练习任务
1. 按照关于鲁迅讲演的摘要,鲁迅一生公开讲演不下于多少次?
2. 请从关于鲁迅讲演的摘要最后一句之后续写下去。

正文
┄┄┄┄┄┄┄┄┄┄┄┄┄┄┄┄┄┄┄┄

摘要:鲁迅的讲演是其文学创作之外的又一重要的人生展开形式。他一生公开讲演不下于68次,并受到了学生的热烈欢迎。鲁迅的讲演尽管没有底稿,却能做到行云流水,一气呵成,这与其娴熟的讲演艺术关系密切。鲁迅作为生活在民国教育体制缝隙中的作家,在讲演时,既能回应接受对象的关切,又为自己与体制之间的紧张关系留有余地,进而提出切中肯綮的见解,从而自由地穿行于波诡云谲的现实政治中,既达到了保存自我之目的,又达到了宣传新文学、新思想之功效。鲁迅的讲演在一些学校等公共领域能够顺利进行,从根本上说,与民国教育体制对他的接纳和推崇关系甚大。

┄┄┄┄┄┄┄┄┄┄┄┄┄┄┄┄┄┄┄┄

所给信息

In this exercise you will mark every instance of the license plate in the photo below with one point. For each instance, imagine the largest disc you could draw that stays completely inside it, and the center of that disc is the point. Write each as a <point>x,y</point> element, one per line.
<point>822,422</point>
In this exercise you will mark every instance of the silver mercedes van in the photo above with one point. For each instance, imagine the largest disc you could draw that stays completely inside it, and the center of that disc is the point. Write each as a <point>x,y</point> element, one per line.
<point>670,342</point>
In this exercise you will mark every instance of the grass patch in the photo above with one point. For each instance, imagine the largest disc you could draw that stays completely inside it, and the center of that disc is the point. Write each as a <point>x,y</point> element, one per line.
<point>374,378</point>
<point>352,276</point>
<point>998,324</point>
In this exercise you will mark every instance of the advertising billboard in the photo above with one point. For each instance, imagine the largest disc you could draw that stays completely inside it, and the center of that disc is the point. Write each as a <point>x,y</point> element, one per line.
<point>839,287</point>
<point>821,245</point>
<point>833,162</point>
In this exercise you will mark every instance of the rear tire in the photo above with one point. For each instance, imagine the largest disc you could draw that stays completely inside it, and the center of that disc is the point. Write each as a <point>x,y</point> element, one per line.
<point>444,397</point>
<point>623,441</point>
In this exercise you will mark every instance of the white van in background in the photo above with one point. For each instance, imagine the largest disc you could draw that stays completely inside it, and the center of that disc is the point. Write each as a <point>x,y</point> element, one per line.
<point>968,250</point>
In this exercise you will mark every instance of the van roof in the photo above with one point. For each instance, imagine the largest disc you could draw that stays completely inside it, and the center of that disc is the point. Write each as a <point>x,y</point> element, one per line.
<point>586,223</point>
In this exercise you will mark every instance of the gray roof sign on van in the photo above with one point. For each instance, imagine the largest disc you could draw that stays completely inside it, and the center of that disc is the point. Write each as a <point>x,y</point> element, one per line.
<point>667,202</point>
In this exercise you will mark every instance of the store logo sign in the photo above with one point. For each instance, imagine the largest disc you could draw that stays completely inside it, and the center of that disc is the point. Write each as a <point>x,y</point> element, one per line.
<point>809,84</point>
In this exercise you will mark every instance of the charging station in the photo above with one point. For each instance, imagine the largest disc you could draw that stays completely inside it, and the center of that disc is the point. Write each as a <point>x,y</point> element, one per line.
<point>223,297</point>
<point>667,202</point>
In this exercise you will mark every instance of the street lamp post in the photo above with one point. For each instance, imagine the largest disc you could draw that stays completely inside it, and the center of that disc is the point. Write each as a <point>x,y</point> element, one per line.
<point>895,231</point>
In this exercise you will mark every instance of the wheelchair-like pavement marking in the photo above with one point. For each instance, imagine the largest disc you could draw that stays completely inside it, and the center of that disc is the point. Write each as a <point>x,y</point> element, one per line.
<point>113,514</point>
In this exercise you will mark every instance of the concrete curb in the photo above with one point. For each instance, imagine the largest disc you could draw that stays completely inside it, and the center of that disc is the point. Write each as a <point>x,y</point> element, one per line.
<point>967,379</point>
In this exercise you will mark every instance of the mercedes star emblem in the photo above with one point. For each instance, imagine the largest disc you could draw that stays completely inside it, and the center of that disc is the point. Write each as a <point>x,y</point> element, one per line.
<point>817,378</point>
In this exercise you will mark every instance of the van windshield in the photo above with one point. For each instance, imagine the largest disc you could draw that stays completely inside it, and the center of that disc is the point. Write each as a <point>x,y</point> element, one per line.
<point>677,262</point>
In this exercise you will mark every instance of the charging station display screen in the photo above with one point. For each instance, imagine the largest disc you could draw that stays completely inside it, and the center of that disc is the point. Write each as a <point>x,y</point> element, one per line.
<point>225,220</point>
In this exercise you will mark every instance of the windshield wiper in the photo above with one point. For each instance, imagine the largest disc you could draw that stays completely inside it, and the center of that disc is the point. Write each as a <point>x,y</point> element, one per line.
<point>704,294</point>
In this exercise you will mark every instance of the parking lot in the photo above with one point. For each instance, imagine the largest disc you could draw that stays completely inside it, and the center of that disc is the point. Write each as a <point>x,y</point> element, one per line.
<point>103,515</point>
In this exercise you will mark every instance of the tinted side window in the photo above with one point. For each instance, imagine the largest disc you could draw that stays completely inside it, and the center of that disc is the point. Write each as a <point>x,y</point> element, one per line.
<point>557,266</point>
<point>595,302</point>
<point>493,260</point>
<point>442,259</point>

┄┄┄┄┄┄┄┄┄┄┄┄┄┄┄┄┄┄┄┄

练习结果
1. 不下于68次。

2.
在五四新文化运动中,鲁迅发表的一系列“格式特别”的现代小说,引起了文坛的高度重视;他被许多文学青年或社会名流邀请到学校讲演,同时也受到了热烈欢迎。鲁迅的讲演成为他参与社会文化活动、传播新文化的重要方式。关于鲁迅讲演这个话题,1944年,林辰就写了《鲁迅演讲系年》,这是较早关注鲁迅讲演的著述;1981年,马蹄疾编辑出版了《鲁迅讲演考》,对鲁迅的讲演进行了较为系统的梳理,这为人们的进一步研究提供了极大便利;2004年,江力编辑出版了《鲁迅报告》[1],该书主要选录了鲁迅16篇讲演和自传;2007年,傅国涌编辑出版了“迄今为止最完整的鲁迅讲演全集”——《鲁迅的声音》[2]。但遗憾的是,已往的研究对鲁迅讲演的深入阐释还做得很不够,尤其是尚缺少把鲁迅讲演纳入民国教育体制内的专门研究。那么,鲁迅讲演的基本情况究竟怎样?其艺术性价值何在?鲁迅讲演与民国教育体制之间又是怎样的关系?这些正是本文主要探讨的问题。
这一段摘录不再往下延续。